THE EXERCISE: In full and without alteration, give the listing again.
═════ DATA EXCERPTS
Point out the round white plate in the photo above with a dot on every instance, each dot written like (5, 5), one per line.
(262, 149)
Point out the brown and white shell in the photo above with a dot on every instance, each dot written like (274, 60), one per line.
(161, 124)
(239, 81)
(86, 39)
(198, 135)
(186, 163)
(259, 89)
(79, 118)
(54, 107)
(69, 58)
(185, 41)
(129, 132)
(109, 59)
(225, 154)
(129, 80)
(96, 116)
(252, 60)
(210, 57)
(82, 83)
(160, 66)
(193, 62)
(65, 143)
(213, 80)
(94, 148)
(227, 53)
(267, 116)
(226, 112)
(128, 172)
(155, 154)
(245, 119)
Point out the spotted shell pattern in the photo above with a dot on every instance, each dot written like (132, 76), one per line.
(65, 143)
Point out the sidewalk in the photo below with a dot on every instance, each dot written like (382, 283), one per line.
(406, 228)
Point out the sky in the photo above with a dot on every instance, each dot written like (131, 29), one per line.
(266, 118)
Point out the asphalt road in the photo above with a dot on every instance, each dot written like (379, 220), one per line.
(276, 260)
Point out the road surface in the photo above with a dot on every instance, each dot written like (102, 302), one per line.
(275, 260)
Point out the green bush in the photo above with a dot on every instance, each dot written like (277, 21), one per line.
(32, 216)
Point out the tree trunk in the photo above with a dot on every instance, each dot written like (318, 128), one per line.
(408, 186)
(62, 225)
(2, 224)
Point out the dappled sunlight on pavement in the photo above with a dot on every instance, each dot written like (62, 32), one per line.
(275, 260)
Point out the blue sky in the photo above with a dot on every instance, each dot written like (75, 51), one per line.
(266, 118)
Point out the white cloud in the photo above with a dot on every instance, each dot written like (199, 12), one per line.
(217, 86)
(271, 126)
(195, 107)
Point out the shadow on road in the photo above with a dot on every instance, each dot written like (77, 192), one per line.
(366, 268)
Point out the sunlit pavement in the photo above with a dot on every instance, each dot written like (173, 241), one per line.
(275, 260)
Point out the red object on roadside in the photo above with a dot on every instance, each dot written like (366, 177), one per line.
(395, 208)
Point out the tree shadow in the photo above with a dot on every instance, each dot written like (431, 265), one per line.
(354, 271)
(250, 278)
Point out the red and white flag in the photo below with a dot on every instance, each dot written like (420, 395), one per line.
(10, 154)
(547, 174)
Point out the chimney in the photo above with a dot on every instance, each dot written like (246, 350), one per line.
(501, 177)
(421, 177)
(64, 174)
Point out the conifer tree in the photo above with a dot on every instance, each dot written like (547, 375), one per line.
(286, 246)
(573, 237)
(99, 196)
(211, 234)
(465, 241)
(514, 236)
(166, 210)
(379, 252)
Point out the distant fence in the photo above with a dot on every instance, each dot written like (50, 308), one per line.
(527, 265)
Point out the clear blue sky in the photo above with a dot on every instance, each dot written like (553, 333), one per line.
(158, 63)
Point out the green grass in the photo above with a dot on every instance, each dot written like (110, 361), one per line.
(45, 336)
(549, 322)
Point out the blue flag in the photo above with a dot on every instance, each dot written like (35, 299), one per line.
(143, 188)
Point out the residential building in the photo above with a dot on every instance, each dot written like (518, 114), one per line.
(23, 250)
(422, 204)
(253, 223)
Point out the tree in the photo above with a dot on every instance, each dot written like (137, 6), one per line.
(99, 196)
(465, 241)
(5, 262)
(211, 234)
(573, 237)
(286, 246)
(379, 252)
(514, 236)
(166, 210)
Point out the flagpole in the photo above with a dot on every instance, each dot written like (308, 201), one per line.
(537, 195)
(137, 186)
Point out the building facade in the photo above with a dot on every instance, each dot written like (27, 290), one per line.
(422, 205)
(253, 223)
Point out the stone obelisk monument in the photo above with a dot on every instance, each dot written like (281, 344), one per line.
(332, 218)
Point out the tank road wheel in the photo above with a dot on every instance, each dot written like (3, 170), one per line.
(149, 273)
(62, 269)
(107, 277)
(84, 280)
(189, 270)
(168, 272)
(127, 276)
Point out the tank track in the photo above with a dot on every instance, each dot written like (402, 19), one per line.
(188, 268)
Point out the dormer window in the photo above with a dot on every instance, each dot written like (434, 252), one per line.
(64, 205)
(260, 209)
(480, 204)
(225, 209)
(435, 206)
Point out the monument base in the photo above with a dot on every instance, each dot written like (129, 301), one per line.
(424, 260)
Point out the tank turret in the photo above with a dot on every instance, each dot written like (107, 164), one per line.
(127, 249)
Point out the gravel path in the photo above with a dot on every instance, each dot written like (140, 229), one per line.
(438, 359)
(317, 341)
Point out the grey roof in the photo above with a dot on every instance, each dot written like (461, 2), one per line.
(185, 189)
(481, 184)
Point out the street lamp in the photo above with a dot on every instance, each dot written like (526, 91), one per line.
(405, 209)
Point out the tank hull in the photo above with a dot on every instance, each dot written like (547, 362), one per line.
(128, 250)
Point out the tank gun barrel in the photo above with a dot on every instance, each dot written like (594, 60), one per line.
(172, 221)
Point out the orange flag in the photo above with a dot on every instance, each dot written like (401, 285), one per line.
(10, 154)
══════════
THE RESPONSE:
Point out the round white plate in the photo above with a dot on every instance, each dot written like (5, 5), one per line.
(262, 149)
Point out the brown and white shell in the photo above with a dot on every instance, each dot written like (274, 60), one per line.
(161, 124)
(239, 81)
(86, 39)
(198, 135)
(186, 163)
(259, 89)
(79, 118)
(54, 107)
(69, 58)
(185, 41)
(129, 132)
(109, 59)
(225, 154)
(129, 80)
(96, 116)
(252, 60)
(210, 57)
(82, 83)
(160, 66)
(193, 62)
(65, 143)
(213, 80)
(94, 148)
(227, 53)
(267, 116)
(226, 112)
(128, 172)
(155, 154)
(245, 119)
Point out the spotted shell pattern in the photo above with a dot on every instance, each dot written like (132, 76), one per line.
(65, 143)
Point out the sidewalk in the photo below with a dot on every instance, each dot written like (382, 283), one per line.
(406, 228)
Point out the sky in the photo above with a dot on every instance, each dot written like (131, 29), one per line.
(266, 118)
Point out the asphalt road in the photo above with a dot on every instance, each dot written like (379, 220), one per line.
(276, 260)
Point out the road surface in the photo above with a dot on every instance, each dot written like (102, 302), one per line.
(275, 260)
Point out the green bush in the photo above with a dot on every instance, each dot written like (277, 21), one per line.
(32, 216)
Point out the tree trunk in the photo above with a dot on every instance, each dot written like (318, 128), one per line.
(408, 186)
(62, 225)
(2, 224)
Point out the dappled sunlight on pavement in the photo above with a dot on every instance, each dot written like (62, 32), one per line.
(275, 260)
Point out the blue sky in the photo above with a dot on every instance, each dot written like (75, 51), one per line.
(266, 118)
Point out the white cloud in the photo above with a dot on every instance, each dot written like (199, 12), one per line.
(217, 86)
(271, 126)
(195, 107)
Point out the shadow on road in the photo above with a dot on every instance, each dot written like (77, 192), one per line.
(366, 268)
Point out the sunlit pavement in the photo above with a dot on every instance, each dot written like (173, 241), one per line.
(275, 260)
Point out the red object on roadside in the photo above with a dot on every instance, each dot written like (366, 177), one per line.
(395, 208)
Point out the tree shadow in the photo above with a dot on every instance, each dot written like (431, 265), one per line.
(354, 271)
(250, 278)
Point out the red and white flag in the photo below with a dot on every instance, each dot written like (420, 395), one per line.
(10, 154)
(547, 174)
Point out the chimney in the photo above with a dot on every instance, each dot written like (246, 350), one per line.
(501, 177)
(421, 177)
(64, 174)
Point out the conifer tree in the photo above with a dot on every instance, each dot written like (547, 375), one per line.
(286, 246)
(573, 237)
(99, 196)
(211, 234)
(465, 241)
(514, 236)
(166, 210)
(379, 252)
Point out the distant fence in the photo above with a dot on every instance, each dot written like (50, 308), one per line.
(527, 265)
Point out the clear blue sky in the photo above with a dot on every instance, each dot written like (553, 333), one per line.
(158, 63)
Point out the green grass in the photo above with a dot on every instance, each dot written like (110, 361), one per line.
(45, 336)
(549, 322)
Point out the blue flag in the photo above with a dot on every instance, each dot written like (35, 299), one per line.
(143, 188)
Point out the residential building in the photo above with a dot on every instance, each dot written like (518, 114), one per line.
(23, 250)
(422, 204)
(253, 223)
Point out the tree in the photo above with a dot on every instance, each dot written like (137, 6), one per line.
(99, 196)
(465, 241)
(5, 262)
(211, 234)
(573, 237)
(286, 246)
(379, 252)
(514, 236)
(166, 210)
Point out the flagpole in the photo above with a dot on every instance, each dot written like (308, 201), one per line.
(537, 195)
(137, 186)
Point out the building facade in the photo above with a dot on every instance, each dot written like (27, 290), one per line.
(422, 205)
(253, 223)
Point out the stone obelisk monument in the photo above with a dot on every instance, each dot written like (281, 344), one per line.
(332, 218)
Point out the tank road wheel in the photo above with a dot on every instance, each dot written like (3, 170), one per line.
(149, 273)
(62, 269)
(107, 277)
(84, 280)
(189, 270)
(168, 272)
(127, 276)
Point out the tank track in the photo above with a dot on every instance, each dot written like (402, 19), one per line.
(188, 268)
Point out the dormer window in the photo above with a dot on every instance, each dot written like (434, 252), one per line.
(64, 205)
(260, 209)
(480, 204)
(225, 209)
(435, 206)
Point out the monument base in the photo above with a dot on every instance, each dot written like (129, 301), one per line.
(424, 260)
Point out the tank turret in the photo above with a dot on every instance, each dot written like (107, 164), one per line.
(127, 249)
Point out the gravel path in the photo above with a dot on every instance, each dot written like (140, 229), one per line.
(438, 359)
(317, 341)
Point out the grey roof in the photo above with a dot on every instance, each dot written like (461, 2), one per line.
(185, 189)
(481, 184)
Point out the street lamp in the photo above with a dot on every instance, each dot written like (526, 91), one per line.
(405, 209)
Point out the tank hull in the photo above with a dot on every instance, each dot written like (547, 362), one per line.
(128, 250)
Point out the tank gun barrel in the photo above with a dot on every instance, each dot written like (594, 60), one per line.
(172, 221)
Point out the orange flag in the photo above with a dot on every instance, each dot written like (401, 285), one per line.
(10, 154)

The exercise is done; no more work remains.